-- Begin RECORD EXCERPTS --
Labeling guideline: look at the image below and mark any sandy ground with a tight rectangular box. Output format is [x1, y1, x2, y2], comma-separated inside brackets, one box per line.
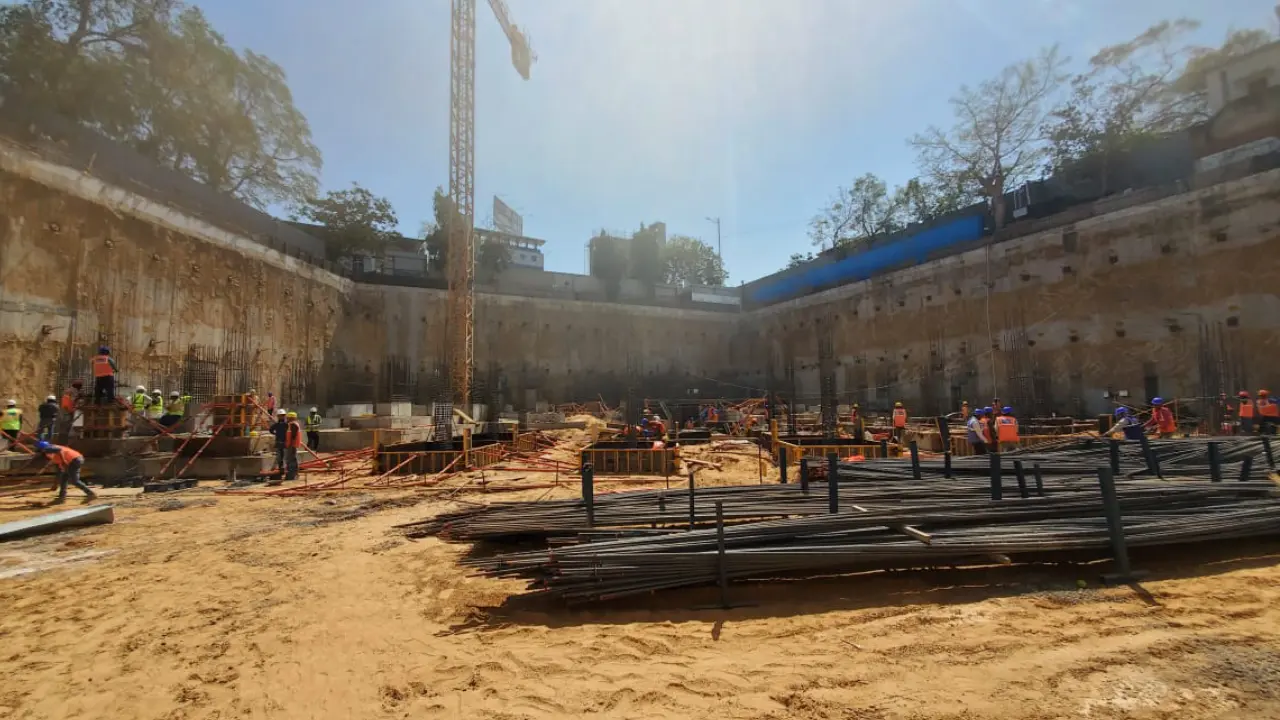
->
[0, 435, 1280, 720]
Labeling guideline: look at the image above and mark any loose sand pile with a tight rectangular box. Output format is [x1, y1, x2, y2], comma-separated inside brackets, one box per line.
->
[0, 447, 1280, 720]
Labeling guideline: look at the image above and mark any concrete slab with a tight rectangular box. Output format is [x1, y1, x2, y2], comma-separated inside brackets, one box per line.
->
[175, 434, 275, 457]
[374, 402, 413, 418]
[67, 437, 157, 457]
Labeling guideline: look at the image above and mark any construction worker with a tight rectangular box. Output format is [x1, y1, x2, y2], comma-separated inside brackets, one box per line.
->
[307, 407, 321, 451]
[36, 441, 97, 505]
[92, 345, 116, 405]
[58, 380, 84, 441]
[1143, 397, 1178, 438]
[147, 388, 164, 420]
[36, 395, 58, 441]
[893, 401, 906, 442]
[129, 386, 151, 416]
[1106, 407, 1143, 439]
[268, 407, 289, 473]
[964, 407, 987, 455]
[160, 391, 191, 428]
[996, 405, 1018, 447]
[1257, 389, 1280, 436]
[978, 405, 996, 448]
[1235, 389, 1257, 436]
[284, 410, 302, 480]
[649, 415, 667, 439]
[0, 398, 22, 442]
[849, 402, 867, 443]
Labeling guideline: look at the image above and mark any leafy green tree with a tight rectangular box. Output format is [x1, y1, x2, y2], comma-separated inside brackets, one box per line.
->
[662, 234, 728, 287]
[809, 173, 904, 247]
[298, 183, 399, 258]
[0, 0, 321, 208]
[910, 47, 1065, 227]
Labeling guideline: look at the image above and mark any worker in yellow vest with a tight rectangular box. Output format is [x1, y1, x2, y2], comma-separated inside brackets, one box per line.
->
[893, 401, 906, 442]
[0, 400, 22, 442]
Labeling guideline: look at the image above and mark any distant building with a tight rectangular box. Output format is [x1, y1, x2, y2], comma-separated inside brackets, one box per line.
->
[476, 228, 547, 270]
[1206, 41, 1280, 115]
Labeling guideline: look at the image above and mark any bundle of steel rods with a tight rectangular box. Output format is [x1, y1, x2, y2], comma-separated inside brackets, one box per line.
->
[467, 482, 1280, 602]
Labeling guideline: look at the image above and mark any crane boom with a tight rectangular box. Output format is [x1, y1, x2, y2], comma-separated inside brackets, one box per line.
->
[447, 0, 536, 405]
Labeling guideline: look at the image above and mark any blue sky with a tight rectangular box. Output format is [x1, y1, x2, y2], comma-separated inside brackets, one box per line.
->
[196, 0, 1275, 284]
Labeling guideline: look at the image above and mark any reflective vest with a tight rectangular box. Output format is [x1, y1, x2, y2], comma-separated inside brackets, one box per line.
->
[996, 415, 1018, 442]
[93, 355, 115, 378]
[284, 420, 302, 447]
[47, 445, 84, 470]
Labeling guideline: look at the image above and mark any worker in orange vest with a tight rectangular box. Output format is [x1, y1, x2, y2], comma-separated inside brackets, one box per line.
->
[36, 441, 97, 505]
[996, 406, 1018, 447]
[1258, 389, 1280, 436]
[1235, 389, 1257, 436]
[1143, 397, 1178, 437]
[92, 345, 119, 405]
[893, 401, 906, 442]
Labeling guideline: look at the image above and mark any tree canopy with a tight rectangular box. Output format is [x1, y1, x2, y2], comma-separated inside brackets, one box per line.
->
-- End RECORD EXCERPTS --
WHAT IS EXPECTED
Rewrite the lines of all the items above as a single numbered list, skipping any blank lines. Omit the pictures from your answer.

EXPECTED OUTPUT
1. Labeling guideline: look at the image below and mark any sandy ground with a tight rectangular box. Output format is [x1, y1, x2, y2], comma-separated inside brackets, one box per line.
2. ->
3. [0, 435, 1280, 720]
4. Labeling guideline: look at the image above and mark any loose sand pile with a tight rectangular box. Output format is [x1, y1, x2, y2], comma-separated inside brackets, one box per line.
5. ->
6. [0, 447, 1280, 720]
7. Labeling guideline: look at the image above and mark any concrete slab with a tight rectangular box. Output format is [x1, y1, x2, y2], comma-separated inside brackets, one box per line.
8. ->
9. [175, 434, 275, 457]
10. [374, 402, 413, 418]
11. [67, 437, 157, 457]
12. Labeling guideline: look at the image above and mark any construction worker with a tight rectangular box. Output format is [x1, y1, x2, y2], comma-separated inside brackets, one box per line.
13. ->
14. [307, 407, 321, 451]
15. [36, 441, 97, 505]
16. [92, 345, 116, 405]
17. [58, 380, 84, 441]
18. [1143, 397, 1178, 438]
19. [147, 388, 164, 420]
20. [36, 395, 58, 441]
21. [893, 401, 906, 442]
22. [129, 386, 151, 416]
23. [1106, 407, 1143, 439]
24. [268, 407, 289, 473]
25. [964, 407, 987, 455]
26. [160, 391, 191, 428]
27. [996, 405, 1018, 447]
28. [1257, 389, 1280, 436]
29. [978, 405, 996, 448]
30. [1235, 389, 1257, 436]
31. [284, 410, 302, 480]
32. [649, 415, 667, 439]
33. [0, 398, 22, 442]
34. [849, 402, 867, 443]
35. Labeling guideline: look at the image above and mark any leafy green tree with a tight rectangular box. Output format is [x1, y1, x2, y2], comma-separated inside brackets, one box per line.
36. ->
37. [662, 234, 728, 287]
38. [809, 173, 904, 247]
39. [298, 183, 399, 258]
40. [0, 0, 321, 208]
41. [910, 47, 1065, 227]
42. Labeling guideline: look at the image above and mark any worker in yellow vest with a tight rectangular box. Output format is [x1, y1, x2, y2], comma-separated inside brackets, one box per line.
43. ->
44. [893, 401, 906, 442]
45. [0, 400, 22, 442]
46. Labeling guideline: look at the image above and mark any distant building with a tight rectangular box. Output format is [x1, y1, x2, y2], comma-separated inside brackets, one box per line.
47. ->
48. [476, 228, 547, 270]
49. [1206, 41, 1280, 115]
50. Labeling guideline: look at the image above and mark any bundle of steel rods with a tight rectangular box. Output format is [x1, y1, x2, y2], comma-separated inside brackets, one box per line.
51. ->
52. [467, 482, 1280, 602]
53. Labeling guideline: look at the image above and mark any crane boom with a tight rectangular box. Output format is [x1, y1, x2, y2], comma-separated inside brackets, one box per line.
54. ->
55. [447, 0, 536, 405]
56. Labeling guideline: look at the image above and mark any blue sky with a tight rectangular box. Output format is [x1, y1, x2, y2], comma-separated inside brackets, one box per line.
57. ->
58. [196, 0, 1275, 284]
59. Labeling guideline: look at the image above and mark any reflective vest with a tight rectangular box. Output format is [x1, y1, x2, y2], comma-separated inside brackets, one box per line.
60. ->
61. [996, 415, 1018, 442]
62. [93, 355, 115, 378]
63. [284, 420, 302, 447]
64. [47, 445, 84, 470]
65. Labeling guideline: look at the image above and mark any worker in orange vest with a tight rectangular box. Output format is [x1, y1, x2, y2], comma-separated inside brackets, one box per line.
66. ->
67. [36, 441, 97, 505]
68. [996, 406, 1018, 447]
69. [1258, 389, 1280, 436]
70. [1235, 389, 1257, 436]
71. [1143, 397, 1178, 437]
72. [92, 345, 119, 405]
73. [893, 401, 906, 442]
74. Labeling guideline: look at the image above and mark any tree canopy with a tight rectangular box. Output format is [x1, y1, x2, y2], comma-separated inside brackets, one box per line.
75. ->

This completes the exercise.